◆ **Given text**:
Methods for Achieving Courage

  • Practice Improving Faith — Strengthen your relationship with a power greater than yourself — trust the outcome as long as you do what is right and just.
  • Read Biographies — About people who have lived lives that demonstrate courage and similar traits. Learn from them.
  • Have Strong Convictions — When we have a cause that matters very much, we are more apt to behave bravely and courageously to uphold our convictions.
  • Learn to Control Fear — Courage is learning to master fear, not eliminate it.
  • Do the Thing you Fear Repeatedly — It will lose its 'hold' and significance over time.

Golden Mean

Cowardice
Courage
Recklessness, Rashness, Heedlessness

Quotes for Courage

Courage, it would seem, is nothing less than the power to overcome danger, misfortune, fear, injustice, while continuing to affirm inwardly that life with all its sorrows is good; that everything is meaningful even if in a sense beyond our understanding; and that there is always tomorrow.
- Dorothy Thompson -
Courage is the ladder on which all the other virtues mount.
- Clare Booth Luce -
One isn't necessarily born with courage, but one is born with potential. Without courage, we cannot practice any other virtue with consistency. We can't be kind, true, merciful, generous, or honest.

[Pointing dataset excerpts]
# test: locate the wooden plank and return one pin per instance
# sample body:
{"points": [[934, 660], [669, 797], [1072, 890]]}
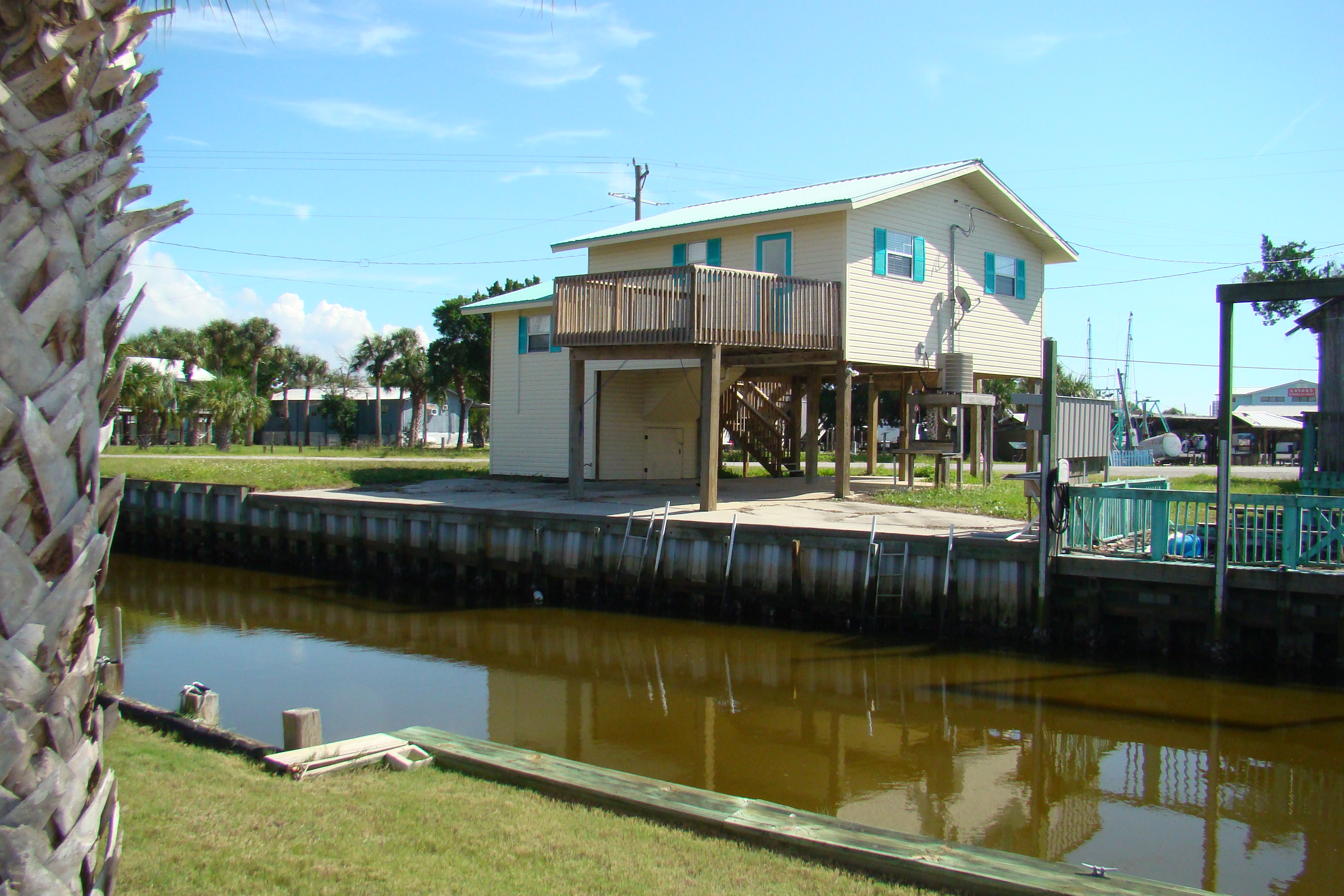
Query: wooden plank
{"points": [[908, 858], [335, 751]]}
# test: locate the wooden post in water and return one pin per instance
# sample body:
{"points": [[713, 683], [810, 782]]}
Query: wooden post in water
{"points": [[199, 705], [113, 674], [303, 727]]}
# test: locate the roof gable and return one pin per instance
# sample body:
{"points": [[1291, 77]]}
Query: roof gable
{"points": [[842, 195], [542, 293]]}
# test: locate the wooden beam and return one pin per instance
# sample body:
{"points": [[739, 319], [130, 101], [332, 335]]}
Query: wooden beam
{"points": [[814, 425], [1281, 291], [873, 425], [845, 397], [779, 359], [712, 440], [636, 352], [576, 428]]}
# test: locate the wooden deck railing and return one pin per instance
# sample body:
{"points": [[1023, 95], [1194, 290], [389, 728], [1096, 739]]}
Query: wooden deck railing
{"points": [[697, 304]]}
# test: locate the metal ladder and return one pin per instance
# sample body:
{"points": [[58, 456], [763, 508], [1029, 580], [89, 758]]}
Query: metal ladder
{"points": [[889, 567], [636, 547]]}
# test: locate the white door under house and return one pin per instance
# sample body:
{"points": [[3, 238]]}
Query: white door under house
{"points": [[663, 449]]}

◆ **Requirement**: Rewrite the courage text from "Courage, it would" to "other virtues mount.", changing "ladder" to "staircase".

◆ **Full response**:
Courage, it would seem, is nothing less than the power to overcome danger, misfortune, fear, injustice, while continuing to affirm inwardly that life with all its sorrows is good; that everything is meaningful even if in a sense beyond our understanding; and that there is always tomorrow.
- Dorothy Thompson -
Courage is the staircase on which all the other virtues mount.